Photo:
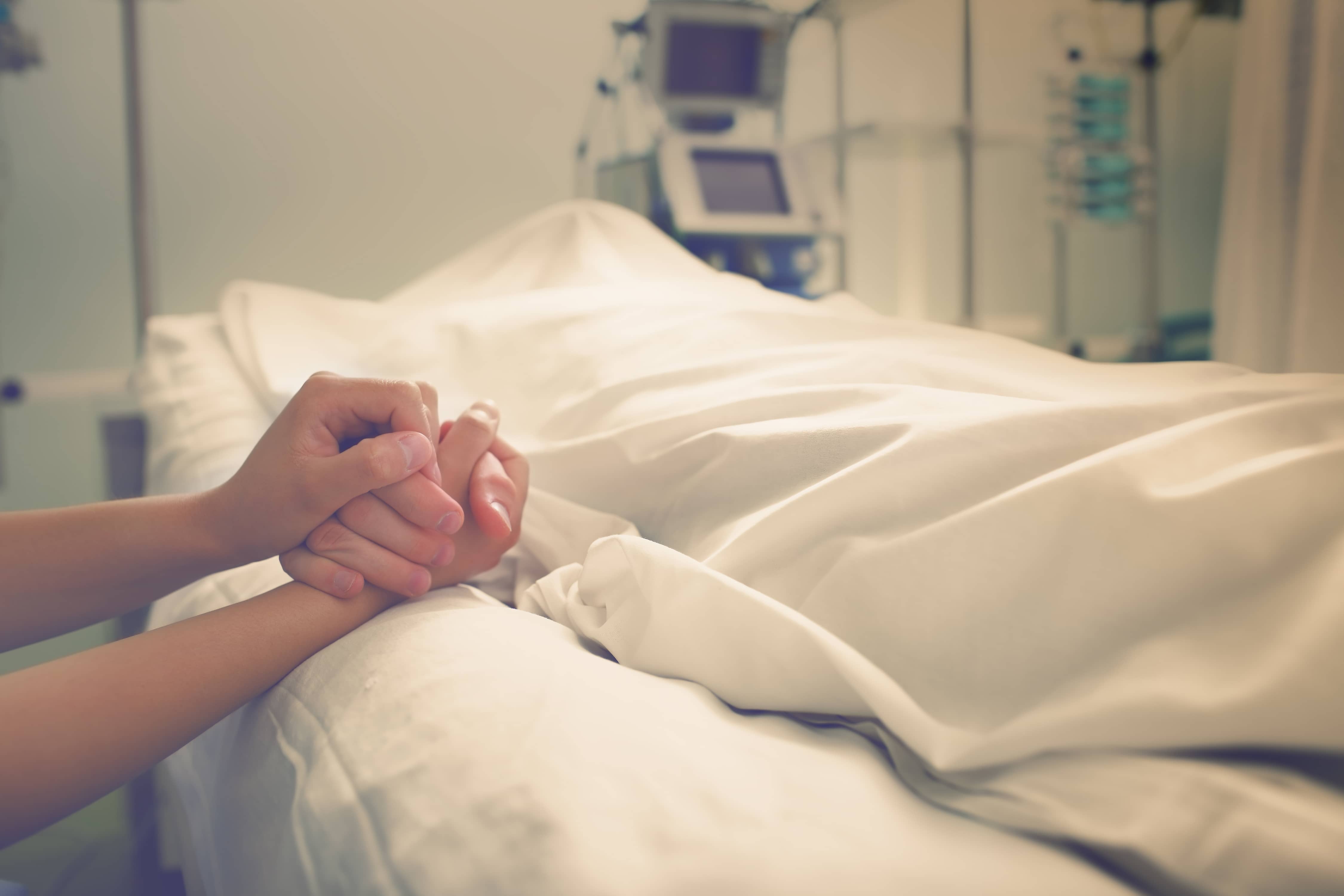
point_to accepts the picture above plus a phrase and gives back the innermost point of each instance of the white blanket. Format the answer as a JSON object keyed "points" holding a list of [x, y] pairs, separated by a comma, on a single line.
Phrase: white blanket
{"points": [[1034, 571]]}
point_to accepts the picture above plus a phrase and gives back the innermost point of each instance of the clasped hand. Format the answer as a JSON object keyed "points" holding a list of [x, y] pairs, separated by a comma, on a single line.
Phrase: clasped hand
{"points": [[406, 507]]}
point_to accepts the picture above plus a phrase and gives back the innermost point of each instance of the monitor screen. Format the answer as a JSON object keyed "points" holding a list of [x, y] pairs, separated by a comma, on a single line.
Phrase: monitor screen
{"points": [[744, 183], [709, 60]]}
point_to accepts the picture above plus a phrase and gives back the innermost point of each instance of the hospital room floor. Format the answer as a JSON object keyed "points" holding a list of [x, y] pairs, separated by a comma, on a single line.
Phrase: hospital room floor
{"points": [[88, 854]]}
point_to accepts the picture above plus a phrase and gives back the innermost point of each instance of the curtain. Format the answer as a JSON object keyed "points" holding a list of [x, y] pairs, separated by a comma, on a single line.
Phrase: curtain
{"points": [[1279, 300]]}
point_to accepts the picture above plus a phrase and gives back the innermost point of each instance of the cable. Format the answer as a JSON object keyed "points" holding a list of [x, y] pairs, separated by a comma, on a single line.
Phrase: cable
{"points": [[1187, 25], [1098, 26]]}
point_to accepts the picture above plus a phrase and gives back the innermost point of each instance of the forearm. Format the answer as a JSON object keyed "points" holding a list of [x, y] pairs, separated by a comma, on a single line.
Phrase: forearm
{"points": [[79, 727], [72, 567]]}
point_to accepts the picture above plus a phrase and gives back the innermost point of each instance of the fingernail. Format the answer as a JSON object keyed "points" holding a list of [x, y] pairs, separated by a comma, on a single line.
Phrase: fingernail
{"points": [[503, 512], [416, 448]]}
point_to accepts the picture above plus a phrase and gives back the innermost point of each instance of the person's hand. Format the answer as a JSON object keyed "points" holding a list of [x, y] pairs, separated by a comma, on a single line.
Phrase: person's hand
{"points": [[372, 538], [494, 493], [297, 476]]}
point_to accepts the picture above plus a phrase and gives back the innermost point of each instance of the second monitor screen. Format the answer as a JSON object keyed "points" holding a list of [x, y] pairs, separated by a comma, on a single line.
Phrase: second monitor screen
{"points": [[742, 183]]}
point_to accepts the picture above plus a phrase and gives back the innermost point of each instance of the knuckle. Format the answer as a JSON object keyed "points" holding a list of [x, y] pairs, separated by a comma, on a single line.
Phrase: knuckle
{"points": [[425, 550], [358, 512], [380, 465], [329, 538], [478, 420]]}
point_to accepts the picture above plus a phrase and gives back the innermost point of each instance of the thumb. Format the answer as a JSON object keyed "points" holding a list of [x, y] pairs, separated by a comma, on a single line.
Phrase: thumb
{"points": [[372, 465]]}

YOUR TASK: Beginning with the line that contains "of the thumb.", quote each line exactly through the last line of the entries above, and nothing beyond them.

TASK RESPONSE:
point_to accepts the picture above plus a phrase and gives back the innermost point of each instance of the thumb. Format the answer as a JSON object keyed "points" holding a list of [x, y] pairs, separated by a comma, on a single line.
Phrase: thumb
{"points": [[372, 465]]}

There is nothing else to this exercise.